# [INPUT RECORDS]
########
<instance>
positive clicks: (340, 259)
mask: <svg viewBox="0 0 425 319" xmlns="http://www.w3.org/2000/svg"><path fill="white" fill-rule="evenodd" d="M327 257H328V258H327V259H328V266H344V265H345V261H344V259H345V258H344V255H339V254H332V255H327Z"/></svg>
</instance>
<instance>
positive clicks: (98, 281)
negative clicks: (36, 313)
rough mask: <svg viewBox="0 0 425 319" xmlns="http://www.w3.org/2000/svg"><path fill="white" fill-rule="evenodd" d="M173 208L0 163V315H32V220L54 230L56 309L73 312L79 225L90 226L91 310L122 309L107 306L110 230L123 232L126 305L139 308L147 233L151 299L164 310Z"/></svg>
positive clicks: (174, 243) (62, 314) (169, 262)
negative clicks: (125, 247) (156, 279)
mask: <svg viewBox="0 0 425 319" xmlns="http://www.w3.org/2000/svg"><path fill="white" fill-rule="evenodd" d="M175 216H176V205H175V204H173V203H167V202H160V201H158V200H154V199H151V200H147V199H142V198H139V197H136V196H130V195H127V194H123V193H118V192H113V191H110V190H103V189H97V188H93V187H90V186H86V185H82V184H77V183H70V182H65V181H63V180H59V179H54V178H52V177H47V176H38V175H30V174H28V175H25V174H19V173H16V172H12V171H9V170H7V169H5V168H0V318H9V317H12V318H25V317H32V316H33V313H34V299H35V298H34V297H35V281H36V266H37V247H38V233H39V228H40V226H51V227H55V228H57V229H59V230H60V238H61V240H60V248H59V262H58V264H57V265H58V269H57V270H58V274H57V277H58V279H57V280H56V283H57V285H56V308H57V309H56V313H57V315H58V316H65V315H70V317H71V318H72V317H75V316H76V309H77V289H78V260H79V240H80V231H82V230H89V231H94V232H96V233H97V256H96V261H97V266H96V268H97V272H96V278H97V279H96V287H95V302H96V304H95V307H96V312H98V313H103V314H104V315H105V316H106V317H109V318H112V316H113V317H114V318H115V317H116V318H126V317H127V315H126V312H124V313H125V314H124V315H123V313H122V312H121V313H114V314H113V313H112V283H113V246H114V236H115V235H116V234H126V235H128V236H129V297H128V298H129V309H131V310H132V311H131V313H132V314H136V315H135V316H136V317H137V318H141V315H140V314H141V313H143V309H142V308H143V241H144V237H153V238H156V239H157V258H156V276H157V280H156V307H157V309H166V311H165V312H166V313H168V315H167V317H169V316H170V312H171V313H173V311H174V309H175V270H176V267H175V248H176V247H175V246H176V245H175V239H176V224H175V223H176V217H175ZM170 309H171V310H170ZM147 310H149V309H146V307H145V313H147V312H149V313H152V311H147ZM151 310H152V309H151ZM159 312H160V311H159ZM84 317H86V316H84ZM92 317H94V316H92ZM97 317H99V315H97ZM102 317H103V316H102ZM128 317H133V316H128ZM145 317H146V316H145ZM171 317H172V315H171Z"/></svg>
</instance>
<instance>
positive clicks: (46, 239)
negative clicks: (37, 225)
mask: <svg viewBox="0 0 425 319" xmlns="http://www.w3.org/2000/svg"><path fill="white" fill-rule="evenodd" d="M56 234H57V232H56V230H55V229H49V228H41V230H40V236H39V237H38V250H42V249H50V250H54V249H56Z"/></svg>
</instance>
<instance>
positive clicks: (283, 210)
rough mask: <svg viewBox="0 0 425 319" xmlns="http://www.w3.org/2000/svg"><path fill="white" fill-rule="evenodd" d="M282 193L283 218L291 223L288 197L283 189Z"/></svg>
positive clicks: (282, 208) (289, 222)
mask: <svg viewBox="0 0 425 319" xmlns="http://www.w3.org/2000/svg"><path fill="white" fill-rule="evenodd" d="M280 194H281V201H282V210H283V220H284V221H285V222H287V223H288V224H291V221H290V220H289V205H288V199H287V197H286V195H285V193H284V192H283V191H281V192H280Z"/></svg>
########
# [WHAT YOU ARE ASKED TO DO]
Could you restate word for word the lines above, from the one that contains "positive clicks: (46, 239)" through the one that contains "positive clicks: (283, 210)", and no others?

# [TASK OUTPUT]
positive clicks: (46, 239)
negative clicks: (37, 225)
mask: <svg viewBox="0 0 425 319" xmlns="http://www.w3.org/2000/svg"><path fill="white" fill-rule="evenodd" d="M56 234H57V232H56V230H55V229H49V228H41V230H40V236H39V237H38V250H42V249H50V250H54V249H56Z"/></svg>
</instance>
<instance>
positive clicks: (283, 210)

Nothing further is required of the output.